(begin)
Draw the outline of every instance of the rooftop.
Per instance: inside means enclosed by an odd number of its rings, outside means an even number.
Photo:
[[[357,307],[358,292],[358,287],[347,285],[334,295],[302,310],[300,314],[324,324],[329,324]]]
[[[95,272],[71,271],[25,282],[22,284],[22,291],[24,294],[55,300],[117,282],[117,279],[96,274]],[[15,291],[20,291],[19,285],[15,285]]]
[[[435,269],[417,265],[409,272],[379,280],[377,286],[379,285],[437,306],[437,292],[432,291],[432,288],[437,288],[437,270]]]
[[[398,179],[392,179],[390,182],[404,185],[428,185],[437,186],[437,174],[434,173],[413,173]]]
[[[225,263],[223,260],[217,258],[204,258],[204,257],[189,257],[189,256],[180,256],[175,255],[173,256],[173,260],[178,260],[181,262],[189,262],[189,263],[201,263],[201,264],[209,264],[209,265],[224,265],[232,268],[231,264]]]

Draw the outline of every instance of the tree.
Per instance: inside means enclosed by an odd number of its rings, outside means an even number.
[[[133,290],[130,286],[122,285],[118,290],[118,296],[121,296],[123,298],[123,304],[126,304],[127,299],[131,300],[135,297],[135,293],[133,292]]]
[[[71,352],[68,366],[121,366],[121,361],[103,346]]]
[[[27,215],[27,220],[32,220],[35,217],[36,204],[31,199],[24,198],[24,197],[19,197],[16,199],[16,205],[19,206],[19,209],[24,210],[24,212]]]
(end)
## What this task involves
In the lines above, swap "rooftop" for "roof" and give all the lines again with nothing else changed.

## Result of this exercise
Draw the outline of every instance of the roof.
Per instance: inside means enclosed by an odd number of its rings, outside means an even number.
Photo:
[[[357,307],[358,292],[358,287],[347,285],[334,295],[302,310],[300,314],[324,324],[329,324]]]
[[[95,272],[71,271],[25,282],[22,284],[22,291],[24,294],[55,300],[117,282],[117,279],[96,274]],[[15,291],[20,291],[19,285],[15,285]]]
[[[435,269],[417,265],[409,272],[379,280],[377,286],[379,285],[437,306],[437,292],[432,291],[432,288],[437,288],[437,270]]]
[[[398,179],[392,179],[390,182],[404,185],[428,185],[437,186],[437,174],[434,173],[413,173]]]
[[[225,263],[223,260],[217,258],[204,258],[204,257],[189,257],[189,256],[180,256],[175,255],[173,256],[173,260],[178,260],[181,262],[189,262],[189,263],[201,263],[201,264],[209,264],[209,265],[224,265],[232,268],[231,264]]]

Draw the outline of every instance of the tree.
Per instance: inside means enclosed by an odd number of its rings, outside means an even number.
[[[133,290],[130,286],[122,285],[118,290],[118,296],[121,296],[123,298],[123,304],[126,304],[127,299],[131,300],[135,297],[135,293],[133,292]]]
[[[71,352],[68,366],[121,366],[121,361],[103,346]]]
[[[27,215],[27,220],[32,220],[35,217],[36,204],[31,199],[24,198],[24,197],[19,197],[16,199],[16,205],[19,206],[19,209],[24,210],[24,212]]]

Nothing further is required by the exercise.